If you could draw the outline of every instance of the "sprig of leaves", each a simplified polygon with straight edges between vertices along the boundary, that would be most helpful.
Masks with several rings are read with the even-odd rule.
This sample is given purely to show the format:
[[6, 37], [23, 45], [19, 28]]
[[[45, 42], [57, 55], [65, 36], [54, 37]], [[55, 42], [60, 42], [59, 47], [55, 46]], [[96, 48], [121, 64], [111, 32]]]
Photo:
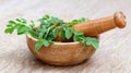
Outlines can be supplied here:
[[98, 40], [96, 38], [85, 37], [82, 32], [72, 28], [75, 24], [88, 22], [85, 17], [64, 23], [63, 20], [46, 14], [38, 22], [40, 22], [40, 25], [35, 27], [34, 21], [31, 21], [29, 25], [25, 19], [9, 21], [4, 32], [12, 34], [14, 31], [17, 31], [17, 35], [29, 34], [38, 40], [35, 45], [36, 51], [43, 46], [48, 47], [50, 44], [56, 42], [60, 32], [62, 39], [70, 39], [73, 35], [73, 41], [81, 41], [85, 46], [92, 45], [94, 48], [98, 48]]
[[27, 26], [26, 24], [27, 22], [25, 19], [16, 19], [15, 21], [9, 21], [4, 33], [12, 34], [14, 31], [17, 31], [17, 35], [29, 34], [34, 38], [36, 38], [36, 33], [33, 31], [33, 27]]

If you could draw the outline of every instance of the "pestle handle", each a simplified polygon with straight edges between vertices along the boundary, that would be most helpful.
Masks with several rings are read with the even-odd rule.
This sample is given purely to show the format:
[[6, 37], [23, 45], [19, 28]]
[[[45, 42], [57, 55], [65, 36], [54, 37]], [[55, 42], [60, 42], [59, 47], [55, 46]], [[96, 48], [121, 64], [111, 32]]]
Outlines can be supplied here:
[[115, 27], [123, 28], [126, 26], [126, 16], [122, 12], [116, 12], [112, 16], [93, 20], [76, 24], [73, 27], [83, 32], [85, 36], [97, 36]]
[[[116, 12], [112, 16], [75, 24], [73, 28], [79, 32], [83, 32], [85, 36], [97, 36], [112, 28], [116, 27], [123, 28], [124, 26], [126, 26], [126, 16], [120, 11], [120, 12]], [[70, 41], [71, 39], [63, 40], [61, 39], [61, 36], [59, 34], [56, 40]]]

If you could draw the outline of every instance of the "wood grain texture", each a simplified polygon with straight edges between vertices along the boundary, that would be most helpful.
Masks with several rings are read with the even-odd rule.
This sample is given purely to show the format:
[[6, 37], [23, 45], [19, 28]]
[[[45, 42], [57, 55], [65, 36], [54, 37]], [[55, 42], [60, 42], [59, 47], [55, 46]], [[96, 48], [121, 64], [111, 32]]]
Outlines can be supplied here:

▸ PROBLEM DESCRIPTION: Please recast the stretch from the start of the entries through the line containing "48], [98, 48]]" as a JSON list of strings, one string per line, with blank lines omitted. Leave the pictures out of the list.

▸ TASK SOLUTION:
[
  "If you could draw the outline of every instance of the \"sprig of leaves\", each a simplified polygon with straight edges between vertices along the boundary, that would be most helpful.",
  "Masks with several rings are read with the even-odd rule.",
  "This sample is given purely to show the format:",
  "[[6, 37], [23, 45], [19, 28]]",
  "[[[45, 42], [57, 55], [65, 36], [54, 37]], [[55, 42], [60, 42], [59, 47], [55, 46]], [[96, 48], [121, 64], [111, 32]]]",
  "Photo:",
  "Outlines can be supplied here:",
  "[[98, 40], [96, 38], [85, 37], [82, 32], [72, 28], [75, 24], [88, 22], [85, 17], [64, 23], [63, 20], [46, 14], [38, 22], [40, 22], [40, 25], [35, 27], [34, 21], [31, 21], [29, 25], [25, 19], [9, 21], [4, 32], [12, 34], [14, 31], [17, 31], [17, 35], [29, 34], [38, 40], [35, 45], [36, 51], [43, 46], [48, 47], [50, 44], [56, 42], [60, 32], [62, 39], [70, 39], [73, 35], [73, 41], [81, 41], [85, 46], [92, 45], [94, 48], [98, 48]]"
]